Collected data:
-- -- --

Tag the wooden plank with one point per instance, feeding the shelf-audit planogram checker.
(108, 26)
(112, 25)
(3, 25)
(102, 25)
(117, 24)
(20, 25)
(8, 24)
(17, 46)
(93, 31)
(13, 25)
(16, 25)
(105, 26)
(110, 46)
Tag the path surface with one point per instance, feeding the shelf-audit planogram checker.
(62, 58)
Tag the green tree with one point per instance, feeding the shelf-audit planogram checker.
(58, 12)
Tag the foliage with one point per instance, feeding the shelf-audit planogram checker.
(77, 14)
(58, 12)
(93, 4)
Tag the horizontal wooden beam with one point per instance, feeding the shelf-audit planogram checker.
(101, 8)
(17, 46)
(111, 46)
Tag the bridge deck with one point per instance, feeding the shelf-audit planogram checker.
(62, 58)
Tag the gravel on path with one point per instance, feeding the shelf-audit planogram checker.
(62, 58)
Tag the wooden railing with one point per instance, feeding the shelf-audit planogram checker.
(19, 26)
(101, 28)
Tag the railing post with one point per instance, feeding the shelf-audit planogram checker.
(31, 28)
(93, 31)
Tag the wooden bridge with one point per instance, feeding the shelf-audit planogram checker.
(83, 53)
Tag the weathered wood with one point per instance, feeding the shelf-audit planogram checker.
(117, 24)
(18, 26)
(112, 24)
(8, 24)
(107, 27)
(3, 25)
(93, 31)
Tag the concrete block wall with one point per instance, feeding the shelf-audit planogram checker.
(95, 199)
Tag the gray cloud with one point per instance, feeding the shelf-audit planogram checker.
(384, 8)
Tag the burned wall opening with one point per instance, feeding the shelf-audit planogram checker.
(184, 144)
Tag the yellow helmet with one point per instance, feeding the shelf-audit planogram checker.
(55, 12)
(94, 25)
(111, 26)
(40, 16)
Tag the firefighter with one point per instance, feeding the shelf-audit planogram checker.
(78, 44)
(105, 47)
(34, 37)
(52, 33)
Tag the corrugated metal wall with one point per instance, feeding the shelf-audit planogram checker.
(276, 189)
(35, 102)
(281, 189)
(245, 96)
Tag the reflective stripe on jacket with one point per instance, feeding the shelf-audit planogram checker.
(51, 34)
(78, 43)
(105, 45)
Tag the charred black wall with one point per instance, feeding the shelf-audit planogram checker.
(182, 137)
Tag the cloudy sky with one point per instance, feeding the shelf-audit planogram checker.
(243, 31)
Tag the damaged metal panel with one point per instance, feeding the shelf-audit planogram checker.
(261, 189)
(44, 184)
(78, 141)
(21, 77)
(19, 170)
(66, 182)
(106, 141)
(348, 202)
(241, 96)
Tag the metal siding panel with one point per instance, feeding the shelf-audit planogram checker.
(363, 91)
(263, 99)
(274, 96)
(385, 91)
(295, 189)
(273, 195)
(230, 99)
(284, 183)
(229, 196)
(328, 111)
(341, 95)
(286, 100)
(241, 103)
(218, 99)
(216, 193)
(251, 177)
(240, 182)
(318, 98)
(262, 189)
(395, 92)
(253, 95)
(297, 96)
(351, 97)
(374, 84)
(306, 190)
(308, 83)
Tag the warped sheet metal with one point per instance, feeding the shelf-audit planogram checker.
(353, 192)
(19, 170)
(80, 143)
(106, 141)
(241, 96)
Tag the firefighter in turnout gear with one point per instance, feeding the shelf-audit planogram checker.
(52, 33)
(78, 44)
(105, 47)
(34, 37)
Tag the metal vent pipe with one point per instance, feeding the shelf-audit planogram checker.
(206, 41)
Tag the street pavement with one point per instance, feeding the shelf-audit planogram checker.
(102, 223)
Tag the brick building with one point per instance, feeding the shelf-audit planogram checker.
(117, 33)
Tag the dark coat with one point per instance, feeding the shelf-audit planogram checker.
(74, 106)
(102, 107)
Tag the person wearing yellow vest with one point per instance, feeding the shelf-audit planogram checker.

-- -- --

**Description of the task:** The lines from the one with "Tag the dark" through the end of the data above are to be set down exactly, with both boundary lines included and no other lines.

**Written answer:**
Tag the dark coat with one point per instance, feeding the shelf-audit planogram checker.
(74, 106)
(102, 107)
Tag the person wearing yellow vest with one point per instance, feeding the shelf-audit planogram checker.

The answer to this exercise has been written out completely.